## Zitierter Textauszug

Verwirrender Widerspruch: Überall auf dem Mars finden sich Spuren alter Flüsse und Seen. Doch wie sich jetzt zeigt, war das Klima dafür offenbar niemals warm genug. Das jedenfalls belegen Messungen des Marsrovers Curiosity. Sie enthüllen, dass die Marsatmosphäre selbst zu seinen wärmsten Zeiten nicht genügend CO2 und damit Treibhausgas enthielt. Wieso auf dem Mars trotzdem Gewässer existierten, stellt Planetenforscher nun vor ein Rätsel.
Eigentlich schien es längst geklärt: Der Mars ist zwar heute eisig und lebensfeindlich, hatte aber vor Milliarden Jahren ein viel wärmeres, feuchtes Klima. Ablagerungen von Tonmineralen und Schichtsilikaten gelten zudem als Indizien dafür, dass es auf dem Planeten einst Seen, Flüsse und vielleicht sogar Ozeane gab.
Rätsel des fehlenden Karbonats
Seltsam allerdings: Auf der Erde hinterlassen solche Gewässer typischerweise auch Karbonat-Ablagerungen. Diese Sedimentgesteine werden gebildet, wenn die Atmosphäre und damit auch das Wasser genügend Kohlendioxid enthält. Doch auf dem Mars haben Orbitersonden bisher so gut wie kein Karbonat gefunden – es müsste aber eigentlich existieren.
Der Grund: Gängiger Theorie nach war es vor rund 3,5 Milliarden Jahren auf dem Mars nur deshalb warm genug für flüssiges Wasser, weil eine dichte CO2-Atmosphäre für genügend Treibhauseffekt sorgte. Erst diese Heizwirkung hätte die Temperaturen trotz der damals noch schwächeren Sonne aus dem Frostbereich befördert. Als dann später die Atmosphäre ausdünnte, wurde es auf dem Roten Planeten kalt, so die Theorie.

## Aufgaben
(A) Geben Sie aus dem Textauszug über das Marsklima die Stelle wortgetreu wieder, beginnend bei "Der Grund: Gängiger" und fortlaufend bis einschließlich "so die Theorie.".
(B) Wie lässt sich der Textauszug über das Marsklima in zwei Sätzen zusammenfassen?

## Bereitgestellte Angaben

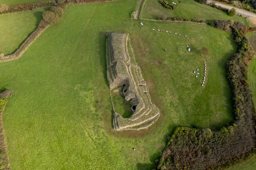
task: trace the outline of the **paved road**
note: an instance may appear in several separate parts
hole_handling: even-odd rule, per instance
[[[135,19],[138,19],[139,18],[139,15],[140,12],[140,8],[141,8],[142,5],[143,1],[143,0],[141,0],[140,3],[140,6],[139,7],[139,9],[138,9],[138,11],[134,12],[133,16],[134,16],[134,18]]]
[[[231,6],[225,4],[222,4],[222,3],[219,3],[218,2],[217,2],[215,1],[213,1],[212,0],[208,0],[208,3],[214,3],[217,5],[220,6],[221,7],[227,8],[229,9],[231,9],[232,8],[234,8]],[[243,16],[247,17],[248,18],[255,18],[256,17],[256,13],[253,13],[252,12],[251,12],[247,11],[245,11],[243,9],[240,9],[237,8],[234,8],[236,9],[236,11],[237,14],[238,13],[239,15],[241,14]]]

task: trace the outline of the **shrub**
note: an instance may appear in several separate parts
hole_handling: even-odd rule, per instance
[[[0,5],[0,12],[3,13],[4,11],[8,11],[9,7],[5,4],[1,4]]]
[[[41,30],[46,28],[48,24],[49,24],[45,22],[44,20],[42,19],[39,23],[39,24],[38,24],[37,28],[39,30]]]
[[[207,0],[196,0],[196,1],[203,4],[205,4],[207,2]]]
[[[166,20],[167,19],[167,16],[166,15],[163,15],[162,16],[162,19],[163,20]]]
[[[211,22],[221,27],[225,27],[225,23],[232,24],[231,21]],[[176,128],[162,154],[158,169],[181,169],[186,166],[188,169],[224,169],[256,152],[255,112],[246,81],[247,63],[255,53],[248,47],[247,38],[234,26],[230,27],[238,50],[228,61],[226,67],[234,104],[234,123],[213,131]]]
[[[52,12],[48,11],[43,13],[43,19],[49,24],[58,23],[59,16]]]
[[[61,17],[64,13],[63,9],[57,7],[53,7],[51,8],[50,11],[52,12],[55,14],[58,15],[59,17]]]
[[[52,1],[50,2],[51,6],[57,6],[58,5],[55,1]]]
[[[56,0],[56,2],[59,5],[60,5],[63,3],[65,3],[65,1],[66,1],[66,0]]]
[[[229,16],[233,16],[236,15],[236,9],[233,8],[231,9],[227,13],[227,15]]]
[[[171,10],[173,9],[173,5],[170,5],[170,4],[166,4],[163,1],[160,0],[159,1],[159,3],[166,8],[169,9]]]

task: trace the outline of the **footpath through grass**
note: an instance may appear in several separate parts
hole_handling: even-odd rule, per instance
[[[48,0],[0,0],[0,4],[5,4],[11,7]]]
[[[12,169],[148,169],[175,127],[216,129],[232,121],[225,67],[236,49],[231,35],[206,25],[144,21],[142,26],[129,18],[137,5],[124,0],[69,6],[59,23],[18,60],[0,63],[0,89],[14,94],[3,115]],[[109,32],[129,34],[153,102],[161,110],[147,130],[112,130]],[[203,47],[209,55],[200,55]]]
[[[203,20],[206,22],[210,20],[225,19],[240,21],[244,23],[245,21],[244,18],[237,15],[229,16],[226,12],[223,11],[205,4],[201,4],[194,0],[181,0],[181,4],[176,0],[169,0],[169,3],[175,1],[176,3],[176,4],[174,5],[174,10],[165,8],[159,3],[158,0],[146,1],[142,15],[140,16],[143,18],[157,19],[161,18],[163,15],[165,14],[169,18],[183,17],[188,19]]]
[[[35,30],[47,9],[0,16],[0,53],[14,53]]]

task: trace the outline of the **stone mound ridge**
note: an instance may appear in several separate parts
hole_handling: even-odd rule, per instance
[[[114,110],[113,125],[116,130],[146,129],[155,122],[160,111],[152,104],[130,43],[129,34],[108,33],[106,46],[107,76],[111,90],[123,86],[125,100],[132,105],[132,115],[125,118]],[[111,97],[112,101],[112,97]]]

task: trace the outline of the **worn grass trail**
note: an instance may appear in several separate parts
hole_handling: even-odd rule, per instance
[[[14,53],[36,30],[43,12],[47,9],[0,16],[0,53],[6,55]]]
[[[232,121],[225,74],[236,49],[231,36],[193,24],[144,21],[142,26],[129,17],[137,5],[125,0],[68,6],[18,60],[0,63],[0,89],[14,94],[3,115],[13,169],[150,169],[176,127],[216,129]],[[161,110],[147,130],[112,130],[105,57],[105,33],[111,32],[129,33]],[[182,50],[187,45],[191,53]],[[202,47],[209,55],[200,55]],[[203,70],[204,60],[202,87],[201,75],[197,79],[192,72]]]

## Ausgearbeitete Lösungen
(A)
Der Grund: Gängiger Theorie nach war es vor rund 3,5 Milliarden Jahren auf dem Mars nur deshalb warm genug für flüssiges Wasser, weil eine dichte CO2-Atmosphäre für genügend Treibhauseffekt sorgte. Erst diese Heizwirkung hätte die Temperaturen trotz der damals noch schwächeren Sonne aus dem Frostbereich befördert. Als dann später die Atmosphäre ausdünnte, wurde es auf dem Roten Planeten kalt, so die Theorie.

(B) Obwohl sich überall auf dem Mars Spuren alter Flüsse und Seen finden, zeigen Messungen des Rovers Curiosity, dass die Marsatmosphäre selbst zu ihren wärmsten Zeiten nicht genügend CO2 als Treibhausgas enthielt. Das stellt Planetenforscher vor ein Rätsel, zumal die gängige Theorie von einer dichten, wärmenden CO2-Atmosphäre ausging und Orbitersonden bisher so gut wie kein Karbonat gefunden haben, das solche Gewässer eigentlich hinterlassen müssten.